TRAVAIL DEMANDÉ:
a) Pour chaque affirmation, répondez par oui ou par non selon qu'elle concorde avec l'entretien sur la Convention citoyenne, et citez mot pour mot le passage qui tranche. (i) Les conventions citoyennes sont désormais organisées par le Cese. (ii) Thierry Beaudet a pris la présidence du comité de gouvernance. (iii) Pour la Convention sur le climat, le Cese était l'organisateur.
b) Prolongez l'entretien sur la Convention citoyenne à partir de sa dernière phrase.
═══ TEXTE EXTRAIT ═══
Claire Thoury : « l’exercice démocratique est exigeant, il nous oblige tous »

09/05/2023
Portrait Thoury Convention citoyenne sur la fin de vie Mouvement associatif

Dans un climat où se multiplient les positions sur la « crise démocratique », la présidente du Mouvement associatif revient pour Ness sur le déroulement de la Convention citoyenne sur la fin de vie dont elle présidait le Comité de gouvernance. Elle en décrit les rouages et les temps forts. Elle partage aussi sa vision de ce qu’elle désigne comme notre paradoxe démocratique et le rôle du monde associatif pour le résorber.

Pourquoi est-ce vous qui avez été désignée Présidente du comité de gouvernance de la convention citoyenne sur la fin de vie ?

Contrairement à la Convention sur le climat où le Conseil économique social et environnemental (Cese) était l’hôte, les conventions citoyennes sont désormais organisées par le Cese. C’est devenu sa compétence depuis la loi de janvier 2021 qui fait du Cese la chambre de la société civile organisée, mais aussi celle de la participation citoyenne.  

Dans ce nouveau cadre, le Cese a été saisi par le Gouvernement pour organiser cette convention citoyenne et a décidé de créer un comité de gouvernance ouvert. Le président du Cese, Thierry Beaudet aurait pu, assez naturellement, prendre cette présidence.  Mais il avait pris parti sur la fin de vie il y a quelques années en tant que président de la Mutualité française. Il a choisi de se déporter pour éviter un quelconque trouble avant même le début des travaux.
═══ EXTRAITS DES DONNÉES ═══
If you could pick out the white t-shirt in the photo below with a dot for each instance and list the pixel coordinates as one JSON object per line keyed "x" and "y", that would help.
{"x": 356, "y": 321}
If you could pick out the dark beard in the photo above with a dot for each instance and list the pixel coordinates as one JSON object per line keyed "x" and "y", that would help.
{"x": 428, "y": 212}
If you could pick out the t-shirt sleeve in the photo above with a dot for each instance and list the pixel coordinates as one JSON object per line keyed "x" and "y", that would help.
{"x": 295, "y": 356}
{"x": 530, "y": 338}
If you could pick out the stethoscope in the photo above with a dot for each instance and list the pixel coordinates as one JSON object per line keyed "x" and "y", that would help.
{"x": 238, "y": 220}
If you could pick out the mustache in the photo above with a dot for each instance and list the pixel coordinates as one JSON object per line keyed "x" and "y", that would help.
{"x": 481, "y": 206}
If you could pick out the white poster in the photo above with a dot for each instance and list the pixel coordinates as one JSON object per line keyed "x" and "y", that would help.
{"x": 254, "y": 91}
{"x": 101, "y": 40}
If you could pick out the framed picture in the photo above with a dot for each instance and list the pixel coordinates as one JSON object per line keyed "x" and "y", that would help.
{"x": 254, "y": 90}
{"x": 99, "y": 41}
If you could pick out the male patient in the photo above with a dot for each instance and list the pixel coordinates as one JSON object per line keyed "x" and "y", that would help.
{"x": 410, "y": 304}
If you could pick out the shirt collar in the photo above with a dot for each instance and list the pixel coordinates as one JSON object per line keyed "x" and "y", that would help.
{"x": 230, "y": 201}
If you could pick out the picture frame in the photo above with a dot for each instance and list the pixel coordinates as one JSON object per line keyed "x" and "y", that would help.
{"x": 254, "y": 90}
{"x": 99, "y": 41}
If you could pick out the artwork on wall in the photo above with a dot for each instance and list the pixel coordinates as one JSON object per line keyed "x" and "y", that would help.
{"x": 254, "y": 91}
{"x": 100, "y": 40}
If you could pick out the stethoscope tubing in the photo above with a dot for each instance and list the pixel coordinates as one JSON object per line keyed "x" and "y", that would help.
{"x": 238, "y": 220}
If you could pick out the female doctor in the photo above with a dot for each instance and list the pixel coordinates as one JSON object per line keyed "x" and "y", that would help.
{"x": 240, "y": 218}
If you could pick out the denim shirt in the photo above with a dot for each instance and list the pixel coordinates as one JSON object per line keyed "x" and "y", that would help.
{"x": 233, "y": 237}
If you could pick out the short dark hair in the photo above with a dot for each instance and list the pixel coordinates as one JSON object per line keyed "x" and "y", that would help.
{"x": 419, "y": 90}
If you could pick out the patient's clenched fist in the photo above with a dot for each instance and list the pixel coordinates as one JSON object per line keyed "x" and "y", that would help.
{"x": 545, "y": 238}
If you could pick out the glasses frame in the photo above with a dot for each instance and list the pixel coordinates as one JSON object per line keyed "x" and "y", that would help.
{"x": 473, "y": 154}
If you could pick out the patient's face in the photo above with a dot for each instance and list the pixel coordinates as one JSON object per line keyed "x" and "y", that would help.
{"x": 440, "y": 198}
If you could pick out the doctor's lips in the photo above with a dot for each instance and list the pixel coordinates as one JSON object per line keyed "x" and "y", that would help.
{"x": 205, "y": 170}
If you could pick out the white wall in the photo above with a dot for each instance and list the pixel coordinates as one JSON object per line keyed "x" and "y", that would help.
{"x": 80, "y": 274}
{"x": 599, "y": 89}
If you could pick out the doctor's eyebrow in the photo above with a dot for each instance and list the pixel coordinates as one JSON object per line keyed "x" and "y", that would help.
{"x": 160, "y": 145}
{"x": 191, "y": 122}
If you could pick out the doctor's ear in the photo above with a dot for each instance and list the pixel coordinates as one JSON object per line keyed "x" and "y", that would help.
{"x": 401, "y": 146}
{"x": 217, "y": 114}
═══
LISTE DES RÉPONSES:
a)
(i) Oui : « les conventions citoyennes sont désormais organisées par le Cese »
(ii) Non : « Il a choisi de se déporter pour éviter un quelconque trouble avant même le début des travaux. »
(iii) Non : « Contrairement à la Convention sur le climat où le Conseil économique social et environnemental (Cese) était l’hôte »

b)
Le Cese a, alors cherché une autre personne pour présider le comité de gouvernance. Si à la fin j’ai été choisie, j’y vois deux raisons. La première est que Le Mouvement associatif est, en soi, une forme de société avec des positionnements très divers en son sein et donc pas de parti-pris. La deuxième est que j’avais l’expérience de la commission de travail sur les question de la participation démocratique que j’avais présidée l’an dernier. Et nous y avions intégré des citoyens tirés au sort.
 

Jean-François Delfraissy, président du Comité consultatif national d’éthique a plus que loué le travail de cette convention qu’il a observée. Il ne pensait pas qu’il était possible d’aller aussi loin dans l’organisation de la réflexion des membres de cette convention sans pour autant les diriger. Qu’est-ce qui a si bien marché selon vous ?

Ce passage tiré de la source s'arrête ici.